▶ **What needs to be done**: Collect all lines from the records below that include the word "brown".

▶ **Input material**:
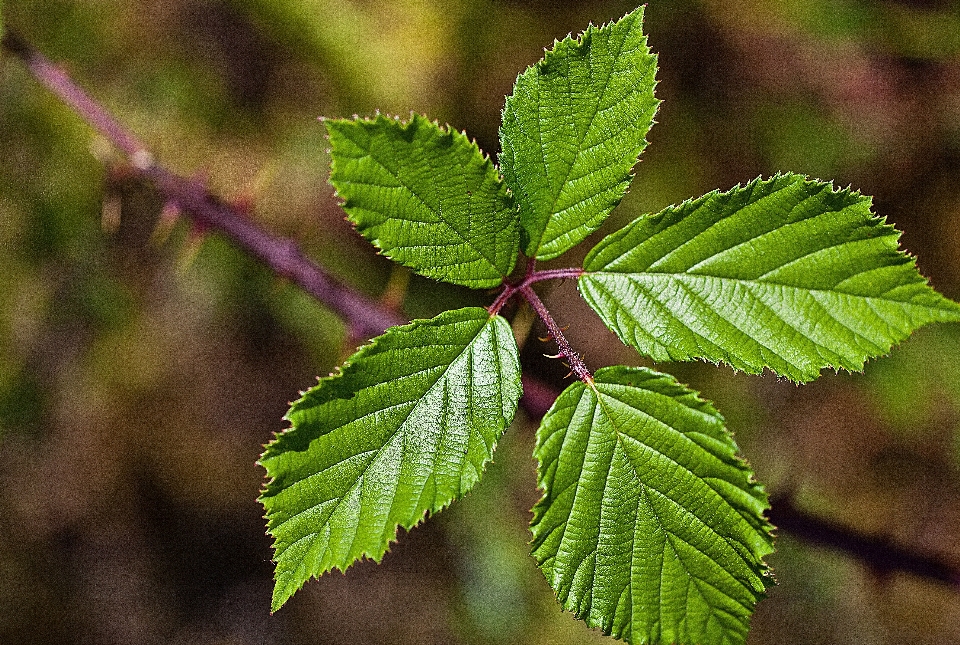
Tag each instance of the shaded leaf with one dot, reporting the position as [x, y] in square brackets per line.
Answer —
[573, 129]
[651, 527]
[785, 273]
[427, 197]
[404, 429]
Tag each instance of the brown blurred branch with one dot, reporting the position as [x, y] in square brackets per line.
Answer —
[364, 315]
[877, 552]
[368, 317]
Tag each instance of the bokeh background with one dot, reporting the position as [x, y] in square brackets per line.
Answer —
[143, 365]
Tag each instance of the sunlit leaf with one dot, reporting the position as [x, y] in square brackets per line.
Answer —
[651, 527]
[427, 197]
[784, 273]
[404, 429]
[572, 132]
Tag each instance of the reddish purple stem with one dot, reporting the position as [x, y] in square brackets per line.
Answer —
[364, 315]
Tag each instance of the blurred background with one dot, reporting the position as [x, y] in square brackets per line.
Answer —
[143, 365]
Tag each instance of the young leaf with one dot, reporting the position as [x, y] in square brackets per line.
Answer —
[785, 273]
[651, 527]
[573, 129]
[427, 197]
[404, 429]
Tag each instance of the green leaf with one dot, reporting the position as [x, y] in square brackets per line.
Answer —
[572, 132]
[427, 197]
[651, 527]
[405, 428]
[784, 273]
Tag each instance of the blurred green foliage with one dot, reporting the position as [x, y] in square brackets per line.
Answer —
[140, 376]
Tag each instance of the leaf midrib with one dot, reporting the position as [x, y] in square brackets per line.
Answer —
[438, 213]
[580, 147]
[378, 451]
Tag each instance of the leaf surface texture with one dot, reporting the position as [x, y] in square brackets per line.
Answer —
[427, 197]
[784, 273]
[405, 428]
[650, 527]
[572, 131]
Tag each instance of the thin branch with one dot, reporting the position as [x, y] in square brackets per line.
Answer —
[368, 317]
[877, 552]
[364, 315]
[576, 363]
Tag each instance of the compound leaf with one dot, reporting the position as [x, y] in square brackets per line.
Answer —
[572, 132]
[784, 273]
[406, 427]
[651, 527]
[427, 197]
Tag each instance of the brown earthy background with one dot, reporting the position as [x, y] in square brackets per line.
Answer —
[143, 365]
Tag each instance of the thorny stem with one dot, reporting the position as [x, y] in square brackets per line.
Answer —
[367, 316]
[576, 363]
[532, 276]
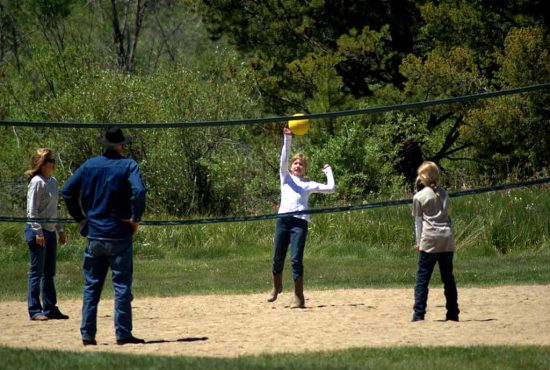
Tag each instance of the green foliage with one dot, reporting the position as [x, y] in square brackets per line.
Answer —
[59, 64]
[407, 358]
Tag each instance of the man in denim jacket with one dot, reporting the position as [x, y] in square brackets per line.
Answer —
[107, 197]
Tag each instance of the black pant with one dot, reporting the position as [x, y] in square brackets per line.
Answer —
[426, 264]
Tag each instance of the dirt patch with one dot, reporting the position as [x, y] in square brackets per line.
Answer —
[238, 325]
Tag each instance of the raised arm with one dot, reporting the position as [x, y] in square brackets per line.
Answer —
[417, 214]
[285, 153]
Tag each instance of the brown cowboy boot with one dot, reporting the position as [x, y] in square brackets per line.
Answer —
[277, 287]
[299, 299]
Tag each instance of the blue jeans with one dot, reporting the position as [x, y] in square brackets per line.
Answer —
[291, 230]
[426, 264]
[99, 256]
[41, 273]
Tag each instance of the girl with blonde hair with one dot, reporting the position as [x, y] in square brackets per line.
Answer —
[292, 229]
[434, 241]
[41, 237]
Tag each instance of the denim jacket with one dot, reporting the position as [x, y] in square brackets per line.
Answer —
[106, 190]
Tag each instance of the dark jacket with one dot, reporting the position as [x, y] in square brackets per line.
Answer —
[106, 190]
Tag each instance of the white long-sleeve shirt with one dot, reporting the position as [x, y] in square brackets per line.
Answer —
[42, 197]
[295, 191]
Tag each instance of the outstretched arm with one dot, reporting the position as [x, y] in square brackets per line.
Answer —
[285, 153]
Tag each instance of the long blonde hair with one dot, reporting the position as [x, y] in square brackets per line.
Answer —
[38, 159]
[428, 174]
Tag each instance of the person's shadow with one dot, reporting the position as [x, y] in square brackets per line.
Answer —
[190, 339]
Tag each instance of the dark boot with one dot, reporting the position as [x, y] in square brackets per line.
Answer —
[277, 287]
[299, 299]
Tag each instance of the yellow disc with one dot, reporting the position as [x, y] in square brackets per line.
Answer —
[299, 127]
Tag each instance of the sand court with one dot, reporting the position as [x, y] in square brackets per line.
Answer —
[245, 324]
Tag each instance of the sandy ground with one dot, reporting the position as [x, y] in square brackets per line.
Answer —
[238, 325]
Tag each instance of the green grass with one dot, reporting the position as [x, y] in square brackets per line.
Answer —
[174, 277]
[503, 238]
[362, 358]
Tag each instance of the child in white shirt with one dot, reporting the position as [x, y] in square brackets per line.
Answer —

▶ **Reply**:
Tag each instance of the brown blurred branch with one dot, reporting the position as [x, y] in square brackets per line.
Tag each instance of the brown earthy background with one dot, reporting the position as [x, y] in square brackets per line.
Tag each instance of the brown cowboy boot with one dot, reporting the position as [x, y] in square brackets per line.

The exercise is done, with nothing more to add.